Entries from a pointing dataset:
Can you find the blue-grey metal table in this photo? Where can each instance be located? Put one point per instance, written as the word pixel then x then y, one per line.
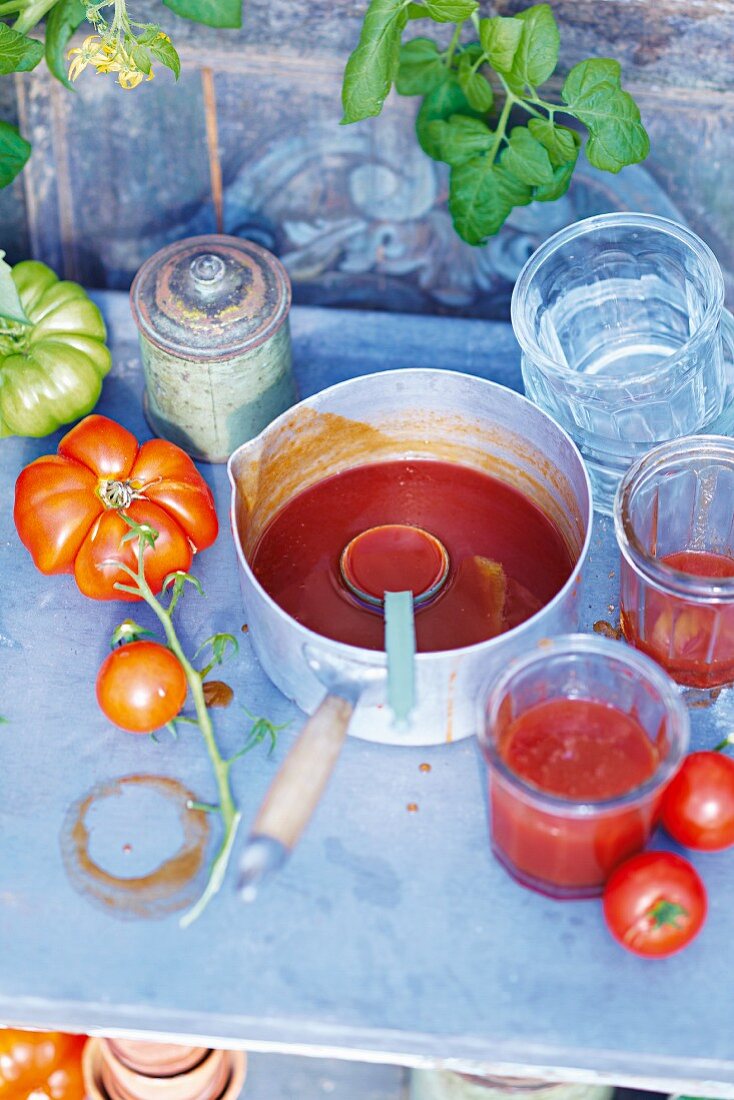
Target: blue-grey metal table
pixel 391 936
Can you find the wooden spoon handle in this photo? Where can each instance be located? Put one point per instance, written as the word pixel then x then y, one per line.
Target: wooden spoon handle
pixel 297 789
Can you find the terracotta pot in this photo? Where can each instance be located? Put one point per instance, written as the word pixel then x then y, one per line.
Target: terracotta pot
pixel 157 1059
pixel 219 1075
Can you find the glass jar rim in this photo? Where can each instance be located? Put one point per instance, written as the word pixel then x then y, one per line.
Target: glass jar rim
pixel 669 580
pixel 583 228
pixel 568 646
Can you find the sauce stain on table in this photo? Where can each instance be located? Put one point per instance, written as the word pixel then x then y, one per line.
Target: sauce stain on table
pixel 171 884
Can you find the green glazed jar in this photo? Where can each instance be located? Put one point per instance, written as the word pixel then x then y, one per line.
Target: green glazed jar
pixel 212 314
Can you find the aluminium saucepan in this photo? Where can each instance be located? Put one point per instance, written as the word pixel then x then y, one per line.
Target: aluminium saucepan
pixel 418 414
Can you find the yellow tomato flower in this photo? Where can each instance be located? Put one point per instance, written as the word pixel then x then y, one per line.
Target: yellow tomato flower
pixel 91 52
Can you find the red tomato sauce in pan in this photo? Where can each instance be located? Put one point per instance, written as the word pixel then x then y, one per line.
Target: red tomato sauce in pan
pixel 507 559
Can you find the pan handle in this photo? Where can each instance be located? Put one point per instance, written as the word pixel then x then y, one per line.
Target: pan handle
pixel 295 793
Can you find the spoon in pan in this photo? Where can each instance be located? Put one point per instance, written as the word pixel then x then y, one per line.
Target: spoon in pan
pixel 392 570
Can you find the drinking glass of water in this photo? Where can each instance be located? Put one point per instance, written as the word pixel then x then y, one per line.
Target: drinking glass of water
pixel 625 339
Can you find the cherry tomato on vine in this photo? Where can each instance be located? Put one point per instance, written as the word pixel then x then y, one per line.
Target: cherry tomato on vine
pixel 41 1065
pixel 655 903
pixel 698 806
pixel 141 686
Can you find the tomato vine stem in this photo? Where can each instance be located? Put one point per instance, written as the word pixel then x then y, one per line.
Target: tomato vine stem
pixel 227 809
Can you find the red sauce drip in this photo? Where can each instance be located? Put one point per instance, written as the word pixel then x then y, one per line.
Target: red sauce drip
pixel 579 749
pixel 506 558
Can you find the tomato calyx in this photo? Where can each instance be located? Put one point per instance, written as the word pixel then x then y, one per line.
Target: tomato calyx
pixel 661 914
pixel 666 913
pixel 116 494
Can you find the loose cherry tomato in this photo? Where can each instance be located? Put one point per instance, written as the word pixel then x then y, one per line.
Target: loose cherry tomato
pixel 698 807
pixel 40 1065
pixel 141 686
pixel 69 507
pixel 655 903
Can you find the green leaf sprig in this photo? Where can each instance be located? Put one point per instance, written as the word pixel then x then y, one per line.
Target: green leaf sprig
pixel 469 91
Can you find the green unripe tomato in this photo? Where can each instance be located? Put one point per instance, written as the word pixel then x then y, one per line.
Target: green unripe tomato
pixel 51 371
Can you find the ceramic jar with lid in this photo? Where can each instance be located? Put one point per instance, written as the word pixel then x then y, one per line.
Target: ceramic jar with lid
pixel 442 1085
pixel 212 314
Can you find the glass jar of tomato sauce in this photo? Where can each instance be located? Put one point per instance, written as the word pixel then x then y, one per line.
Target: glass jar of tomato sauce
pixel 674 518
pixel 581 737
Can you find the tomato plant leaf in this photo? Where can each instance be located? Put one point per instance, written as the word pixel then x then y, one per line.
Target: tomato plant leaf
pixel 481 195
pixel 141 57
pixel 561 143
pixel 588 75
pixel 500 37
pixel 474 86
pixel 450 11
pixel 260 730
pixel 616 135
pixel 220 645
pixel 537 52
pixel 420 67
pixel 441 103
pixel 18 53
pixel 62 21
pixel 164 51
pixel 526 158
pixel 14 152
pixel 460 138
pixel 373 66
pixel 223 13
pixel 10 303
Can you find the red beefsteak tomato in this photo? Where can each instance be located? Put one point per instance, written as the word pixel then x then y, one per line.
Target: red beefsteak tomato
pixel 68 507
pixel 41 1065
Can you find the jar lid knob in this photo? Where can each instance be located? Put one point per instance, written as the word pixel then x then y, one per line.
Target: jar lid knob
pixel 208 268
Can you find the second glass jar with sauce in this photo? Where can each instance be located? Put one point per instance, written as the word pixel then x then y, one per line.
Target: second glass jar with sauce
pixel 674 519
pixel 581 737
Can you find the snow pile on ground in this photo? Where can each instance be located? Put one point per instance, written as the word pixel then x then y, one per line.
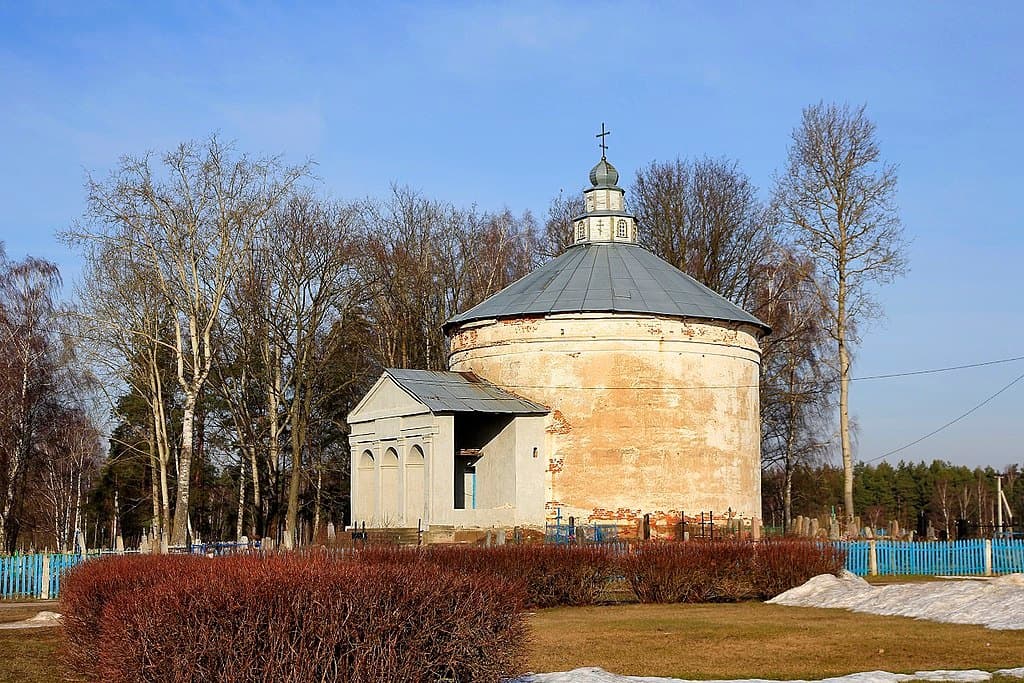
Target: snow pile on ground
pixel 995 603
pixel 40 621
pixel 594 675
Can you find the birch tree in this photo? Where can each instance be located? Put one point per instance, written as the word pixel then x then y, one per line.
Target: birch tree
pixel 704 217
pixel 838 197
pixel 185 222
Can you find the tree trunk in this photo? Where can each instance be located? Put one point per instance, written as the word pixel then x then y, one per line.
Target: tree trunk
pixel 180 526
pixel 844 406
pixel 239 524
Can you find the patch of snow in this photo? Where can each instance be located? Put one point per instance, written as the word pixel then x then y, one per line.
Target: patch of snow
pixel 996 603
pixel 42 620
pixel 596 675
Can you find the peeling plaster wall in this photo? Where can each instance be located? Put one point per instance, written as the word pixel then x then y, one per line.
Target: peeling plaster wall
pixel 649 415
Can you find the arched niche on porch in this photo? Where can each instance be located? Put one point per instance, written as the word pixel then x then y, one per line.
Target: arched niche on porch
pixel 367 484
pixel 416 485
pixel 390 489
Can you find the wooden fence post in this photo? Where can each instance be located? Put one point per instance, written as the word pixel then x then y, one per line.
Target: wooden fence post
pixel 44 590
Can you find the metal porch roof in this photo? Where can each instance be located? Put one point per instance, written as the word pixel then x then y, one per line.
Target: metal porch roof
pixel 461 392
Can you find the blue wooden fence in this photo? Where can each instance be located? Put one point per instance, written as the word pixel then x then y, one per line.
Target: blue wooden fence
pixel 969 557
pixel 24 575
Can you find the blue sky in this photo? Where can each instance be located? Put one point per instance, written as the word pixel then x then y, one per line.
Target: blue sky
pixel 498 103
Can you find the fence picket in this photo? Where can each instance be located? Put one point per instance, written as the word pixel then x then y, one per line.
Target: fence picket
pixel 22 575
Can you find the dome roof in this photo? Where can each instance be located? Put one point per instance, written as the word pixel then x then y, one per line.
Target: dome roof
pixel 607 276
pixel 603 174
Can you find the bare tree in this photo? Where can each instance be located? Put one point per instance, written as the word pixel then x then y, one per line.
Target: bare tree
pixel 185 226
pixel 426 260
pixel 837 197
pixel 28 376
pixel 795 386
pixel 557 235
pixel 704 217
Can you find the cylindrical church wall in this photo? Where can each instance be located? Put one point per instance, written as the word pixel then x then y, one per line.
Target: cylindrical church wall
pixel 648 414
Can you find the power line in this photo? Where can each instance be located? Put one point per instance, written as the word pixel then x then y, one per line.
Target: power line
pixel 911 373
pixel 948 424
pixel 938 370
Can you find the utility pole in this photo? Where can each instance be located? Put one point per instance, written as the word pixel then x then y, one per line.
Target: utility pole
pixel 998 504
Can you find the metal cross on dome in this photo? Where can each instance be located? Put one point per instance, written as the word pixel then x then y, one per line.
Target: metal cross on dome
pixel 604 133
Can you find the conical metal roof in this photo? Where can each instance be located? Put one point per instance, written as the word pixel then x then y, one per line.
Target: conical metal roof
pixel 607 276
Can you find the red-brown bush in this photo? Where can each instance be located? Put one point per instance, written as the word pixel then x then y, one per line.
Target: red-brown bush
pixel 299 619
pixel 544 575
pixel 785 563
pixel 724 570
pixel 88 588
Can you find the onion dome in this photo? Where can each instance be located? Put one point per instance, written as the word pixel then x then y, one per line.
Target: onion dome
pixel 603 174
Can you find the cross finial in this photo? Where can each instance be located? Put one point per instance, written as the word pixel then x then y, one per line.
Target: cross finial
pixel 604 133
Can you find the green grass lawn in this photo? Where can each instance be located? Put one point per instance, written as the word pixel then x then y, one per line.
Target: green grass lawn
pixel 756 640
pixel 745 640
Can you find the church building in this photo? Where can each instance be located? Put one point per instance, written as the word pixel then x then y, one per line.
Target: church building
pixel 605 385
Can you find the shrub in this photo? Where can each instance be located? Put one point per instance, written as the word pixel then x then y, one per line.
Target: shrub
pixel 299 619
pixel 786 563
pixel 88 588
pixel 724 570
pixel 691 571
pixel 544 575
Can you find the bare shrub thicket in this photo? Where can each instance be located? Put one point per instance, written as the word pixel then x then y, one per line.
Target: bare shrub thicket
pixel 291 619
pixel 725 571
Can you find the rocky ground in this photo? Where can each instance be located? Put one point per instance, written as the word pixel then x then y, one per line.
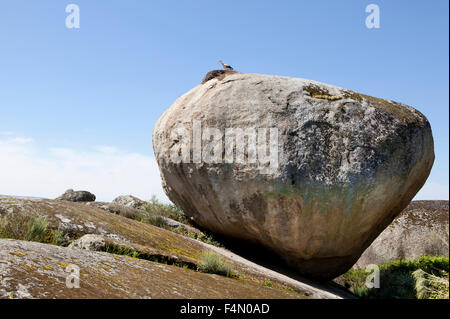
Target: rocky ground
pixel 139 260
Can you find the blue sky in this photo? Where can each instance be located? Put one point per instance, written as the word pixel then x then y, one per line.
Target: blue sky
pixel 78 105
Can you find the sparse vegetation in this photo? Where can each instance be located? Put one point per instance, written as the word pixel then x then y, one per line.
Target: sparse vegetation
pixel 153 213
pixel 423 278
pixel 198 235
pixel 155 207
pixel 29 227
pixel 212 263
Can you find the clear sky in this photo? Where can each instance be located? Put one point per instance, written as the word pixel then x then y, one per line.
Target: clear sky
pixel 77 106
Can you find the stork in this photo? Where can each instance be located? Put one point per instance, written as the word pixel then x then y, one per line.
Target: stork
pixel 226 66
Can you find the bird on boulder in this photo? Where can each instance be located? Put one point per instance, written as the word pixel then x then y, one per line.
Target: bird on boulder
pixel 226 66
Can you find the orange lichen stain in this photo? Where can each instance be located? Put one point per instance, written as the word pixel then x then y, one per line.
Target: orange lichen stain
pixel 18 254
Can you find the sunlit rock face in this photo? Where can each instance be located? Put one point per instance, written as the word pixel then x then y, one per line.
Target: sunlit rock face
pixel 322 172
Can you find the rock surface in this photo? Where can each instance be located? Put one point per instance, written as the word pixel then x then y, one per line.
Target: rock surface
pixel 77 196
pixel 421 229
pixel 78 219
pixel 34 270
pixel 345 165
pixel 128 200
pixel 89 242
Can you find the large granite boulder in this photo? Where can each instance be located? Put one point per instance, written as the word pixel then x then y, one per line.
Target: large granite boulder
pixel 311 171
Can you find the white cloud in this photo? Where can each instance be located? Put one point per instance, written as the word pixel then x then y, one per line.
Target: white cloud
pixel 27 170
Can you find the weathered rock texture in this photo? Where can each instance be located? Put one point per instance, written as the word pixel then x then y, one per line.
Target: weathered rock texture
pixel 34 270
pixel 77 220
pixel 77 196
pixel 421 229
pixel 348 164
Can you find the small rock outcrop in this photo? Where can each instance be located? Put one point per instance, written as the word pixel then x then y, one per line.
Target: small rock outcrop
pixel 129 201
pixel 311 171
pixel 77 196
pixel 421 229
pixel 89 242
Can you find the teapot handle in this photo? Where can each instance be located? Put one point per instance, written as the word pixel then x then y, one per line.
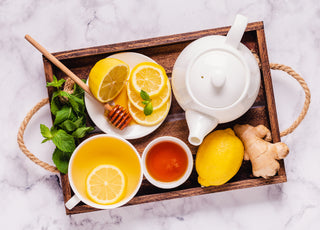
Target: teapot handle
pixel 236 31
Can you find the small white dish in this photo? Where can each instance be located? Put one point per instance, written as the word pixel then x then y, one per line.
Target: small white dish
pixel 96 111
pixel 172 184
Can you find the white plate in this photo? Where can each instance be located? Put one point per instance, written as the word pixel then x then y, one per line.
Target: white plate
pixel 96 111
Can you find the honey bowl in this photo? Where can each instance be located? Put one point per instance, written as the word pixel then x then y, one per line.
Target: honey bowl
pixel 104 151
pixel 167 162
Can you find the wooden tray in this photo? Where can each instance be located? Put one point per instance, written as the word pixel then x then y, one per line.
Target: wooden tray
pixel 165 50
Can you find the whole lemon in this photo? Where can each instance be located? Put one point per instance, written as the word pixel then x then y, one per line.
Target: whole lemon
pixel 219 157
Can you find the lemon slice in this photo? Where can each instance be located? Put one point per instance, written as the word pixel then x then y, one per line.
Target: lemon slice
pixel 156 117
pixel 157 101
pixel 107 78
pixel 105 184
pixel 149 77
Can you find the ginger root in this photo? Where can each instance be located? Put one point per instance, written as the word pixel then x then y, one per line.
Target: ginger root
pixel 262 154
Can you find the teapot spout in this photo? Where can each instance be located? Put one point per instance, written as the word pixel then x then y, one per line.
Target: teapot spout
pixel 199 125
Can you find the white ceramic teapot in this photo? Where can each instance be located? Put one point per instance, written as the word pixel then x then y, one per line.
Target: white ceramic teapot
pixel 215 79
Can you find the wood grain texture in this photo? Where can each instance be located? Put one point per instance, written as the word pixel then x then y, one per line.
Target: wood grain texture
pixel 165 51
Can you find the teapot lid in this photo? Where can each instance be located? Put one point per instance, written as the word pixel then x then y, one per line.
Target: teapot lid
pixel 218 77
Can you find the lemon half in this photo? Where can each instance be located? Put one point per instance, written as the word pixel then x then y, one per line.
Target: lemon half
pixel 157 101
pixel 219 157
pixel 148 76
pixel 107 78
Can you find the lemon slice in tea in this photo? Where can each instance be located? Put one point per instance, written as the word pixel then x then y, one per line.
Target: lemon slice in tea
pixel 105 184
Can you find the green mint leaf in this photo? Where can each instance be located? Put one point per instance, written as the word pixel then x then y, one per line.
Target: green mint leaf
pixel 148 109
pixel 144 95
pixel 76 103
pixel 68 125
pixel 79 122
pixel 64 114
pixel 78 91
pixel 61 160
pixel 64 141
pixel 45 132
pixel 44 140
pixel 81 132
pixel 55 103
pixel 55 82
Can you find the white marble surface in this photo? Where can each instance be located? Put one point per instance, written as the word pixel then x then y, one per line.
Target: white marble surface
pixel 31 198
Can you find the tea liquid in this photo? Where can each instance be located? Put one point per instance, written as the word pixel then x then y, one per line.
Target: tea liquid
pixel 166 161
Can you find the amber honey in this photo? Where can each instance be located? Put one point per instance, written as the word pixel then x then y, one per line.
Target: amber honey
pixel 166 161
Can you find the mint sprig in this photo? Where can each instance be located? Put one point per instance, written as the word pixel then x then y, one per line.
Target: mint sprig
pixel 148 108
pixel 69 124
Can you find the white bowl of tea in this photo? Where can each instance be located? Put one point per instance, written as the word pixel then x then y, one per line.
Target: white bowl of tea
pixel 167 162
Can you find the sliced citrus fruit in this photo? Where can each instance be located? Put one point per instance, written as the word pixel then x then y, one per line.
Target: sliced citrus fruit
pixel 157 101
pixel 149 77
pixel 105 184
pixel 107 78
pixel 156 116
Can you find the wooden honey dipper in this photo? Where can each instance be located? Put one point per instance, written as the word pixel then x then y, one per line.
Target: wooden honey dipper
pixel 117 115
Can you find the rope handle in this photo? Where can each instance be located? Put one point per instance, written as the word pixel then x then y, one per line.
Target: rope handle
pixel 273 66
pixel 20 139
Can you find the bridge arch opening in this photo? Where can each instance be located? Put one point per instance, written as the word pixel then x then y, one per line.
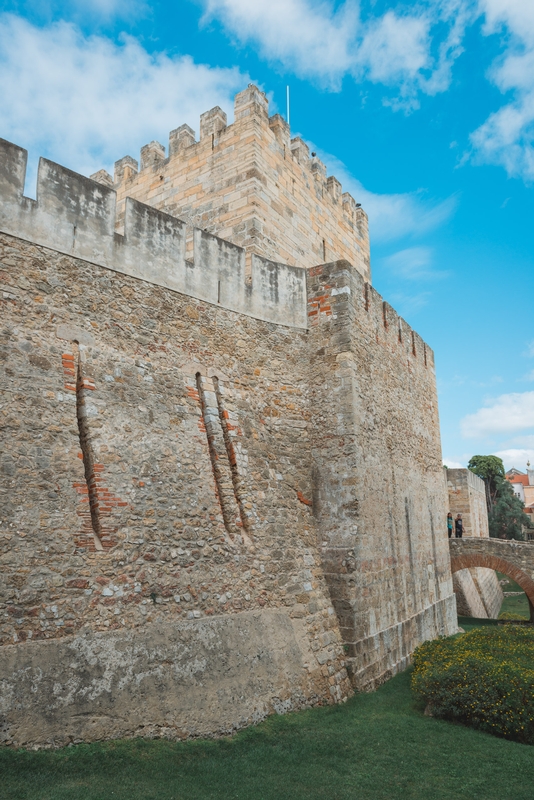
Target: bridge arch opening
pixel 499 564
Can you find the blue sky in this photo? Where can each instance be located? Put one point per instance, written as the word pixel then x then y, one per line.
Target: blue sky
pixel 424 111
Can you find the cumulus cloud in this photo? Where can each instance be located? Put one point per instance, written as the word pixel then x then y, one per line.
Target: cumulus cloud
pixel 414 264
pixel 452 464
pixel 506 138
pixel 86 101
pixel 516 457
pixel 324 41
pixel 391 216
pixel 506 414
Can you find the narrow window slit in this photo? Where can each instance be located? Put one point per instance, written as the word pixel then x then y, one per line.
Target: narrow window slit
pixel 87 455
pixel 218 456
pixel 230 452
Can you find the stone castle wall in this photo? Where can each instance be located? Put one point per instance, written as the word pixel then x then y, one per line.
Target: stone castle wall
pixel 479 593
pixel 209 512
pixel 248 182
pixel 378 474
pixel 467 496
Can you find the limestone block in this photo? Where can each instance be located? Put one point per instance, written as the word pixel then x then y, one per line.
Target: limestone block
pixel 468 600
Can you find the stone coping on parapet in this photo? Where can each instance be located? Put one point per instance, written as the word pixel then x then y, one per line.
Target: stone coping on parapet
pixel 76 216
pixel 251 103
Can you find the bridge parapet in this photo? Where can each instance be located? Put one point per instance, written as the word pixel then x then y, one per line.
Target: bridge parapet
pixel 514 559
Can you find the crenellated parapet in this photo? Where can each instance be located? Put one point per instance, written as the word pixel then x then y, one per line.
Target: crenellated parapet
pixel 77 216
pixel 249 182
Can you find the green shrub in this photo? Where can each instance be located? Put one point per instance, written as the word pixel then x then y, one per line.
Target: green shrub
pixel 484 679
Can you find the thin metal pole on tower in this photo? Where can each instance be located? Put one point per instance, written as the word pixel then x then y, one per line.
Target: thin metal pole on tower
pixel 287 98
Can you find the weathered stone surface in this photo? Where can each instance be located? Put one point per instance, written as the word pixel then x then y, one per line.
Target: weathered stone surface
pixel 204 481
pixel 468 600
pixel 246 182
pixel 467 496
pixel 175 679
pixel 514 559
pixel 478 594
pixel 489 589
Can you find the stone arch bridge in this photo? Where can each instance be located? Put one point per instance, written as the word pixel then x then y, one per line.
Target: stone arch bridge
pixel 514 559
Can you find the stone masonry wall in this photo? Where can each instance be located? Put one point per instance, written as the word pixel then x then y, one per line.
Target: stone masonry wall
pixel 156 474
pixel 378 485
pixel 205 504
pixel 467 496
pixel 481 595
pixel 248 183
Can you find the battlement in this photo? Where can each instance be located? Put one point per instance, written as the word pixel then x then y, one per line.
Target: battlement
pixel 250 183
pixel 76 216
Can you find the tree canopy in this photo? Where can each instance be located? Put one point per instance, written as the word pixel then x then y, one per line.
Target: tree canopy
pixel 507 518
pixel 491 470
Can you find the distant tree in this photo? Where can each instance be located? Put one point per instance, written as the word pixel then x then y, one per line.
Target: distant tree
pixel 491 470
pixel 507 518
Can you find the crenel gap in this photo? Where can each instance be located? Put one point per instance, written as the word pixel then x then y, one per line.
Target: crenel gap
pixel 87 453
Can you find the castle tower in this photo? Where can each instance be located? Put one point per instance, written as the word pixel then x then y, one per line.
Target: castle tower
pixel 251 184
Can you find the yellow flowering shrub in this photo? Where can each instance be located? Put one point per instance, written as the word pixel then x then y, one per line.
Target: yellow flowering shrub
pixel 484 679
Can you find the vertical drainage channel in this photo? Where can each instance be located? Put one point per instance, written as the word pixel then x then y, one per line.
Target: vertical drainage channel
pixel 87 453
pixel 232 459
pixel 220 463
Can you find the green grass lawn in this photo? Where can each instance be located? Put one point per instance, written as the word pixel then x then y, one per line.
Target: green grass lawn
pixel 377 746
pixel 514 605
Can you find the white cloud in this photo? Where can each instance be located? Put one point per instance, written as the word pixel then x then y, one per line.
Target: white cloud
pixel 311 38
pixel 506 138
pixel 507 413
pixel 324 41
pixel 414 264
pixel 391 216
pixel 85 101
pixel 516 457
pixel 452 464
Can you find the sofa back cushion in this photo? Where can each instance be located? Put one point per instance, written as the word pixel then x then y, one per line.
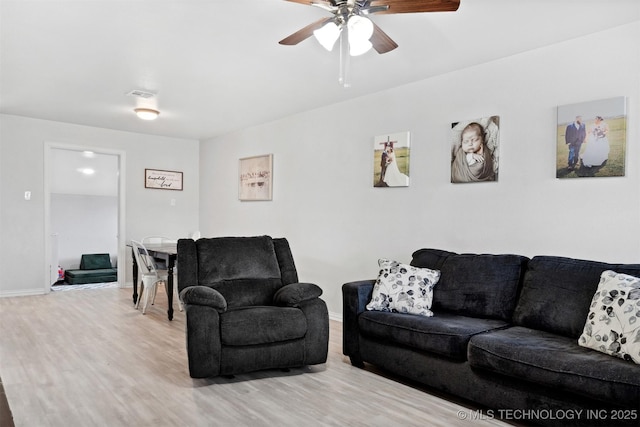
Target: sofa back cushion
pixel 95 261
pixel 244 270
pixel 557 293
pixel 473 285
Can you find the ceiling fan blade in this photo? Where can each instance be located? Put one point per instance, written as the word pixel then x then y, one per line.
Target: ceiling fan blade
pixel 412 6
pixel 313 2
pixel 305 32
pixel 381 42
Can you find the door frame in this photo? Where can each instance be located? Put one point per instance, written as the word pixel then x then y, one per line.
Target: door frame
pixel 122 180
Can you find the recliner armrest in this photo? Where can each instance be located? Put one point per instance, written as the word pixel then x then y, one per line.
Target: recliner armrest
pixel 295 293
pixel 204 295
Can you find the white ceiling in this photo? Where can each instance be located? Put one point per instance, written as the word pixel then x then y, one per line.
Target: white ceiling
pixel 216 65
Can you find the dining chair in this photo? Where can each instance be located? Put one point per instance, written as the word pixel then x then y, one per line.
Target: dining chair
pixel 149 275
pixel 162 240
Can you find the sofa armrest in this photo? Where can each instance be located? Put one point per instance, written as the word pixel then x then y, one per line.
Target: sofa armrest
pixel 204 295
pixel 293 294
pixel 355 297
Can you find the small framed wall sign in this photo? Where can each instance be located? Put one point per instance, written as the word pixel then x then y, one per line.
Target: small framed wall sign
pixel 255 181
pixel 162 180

- **EXERCISE**
Reproduce the material above word for word, from its first line through the line containing "pixel 91 52", with both ends included. Omit the pictures.

- **EXPECTED ANSWER**
Can you find the blue-grey metal table in this photo? Where can each instance be located? Put one point per instance, written as the word pixel then x then y, one per line.
Target: blue-grey metal table
pixel 391 936
Can you find the wooden spoon handle in this photo? Where can each instance be located? Put one point per instance, written as the word pixel then x then y, one per line.
Target: wooden spoon handle
pixel 297 789
Can you find the terracotta pot in this photo? Where can each instance be located? Put one point per instance, written as the word pixel then x then y, one per line.
Target: terracotta pot
pixel 157 1059
pixel 219 1075
Can you find the glass jar rim in this photo? Where can each instance be located? Put one point per instance, written as the word pixel then x then y, one per line.
Target: glass jar rim
pixel 669 580
pixel 583 228
pixel 568 646
Can you find the sauce stain on table in this photo? Where can each instance be located? Put one point per instance, written as the word pixel then x then y, one per line.
Target: sauce stain on table
pixel 171 884
Can you find the green glazed jar in this photo? Where can each instance be located? Put one point per instance, written as the word pixel then x then y, one per line.
Target: green glazed jar
pixel 212 314
Can you find the aluminium saucepan in this photo? Where can each instance be located? Put one point per instance, written as the word pixel then x then y, one per line.
Target: aluminium saucepan
pixel 418 414
Can you find the yellow tomato flower in this photo? Where can each instance be located? Put one point per instance, written as the word pixel then x then y, one per line.
Target: yellow tomato flower
pixel 91 52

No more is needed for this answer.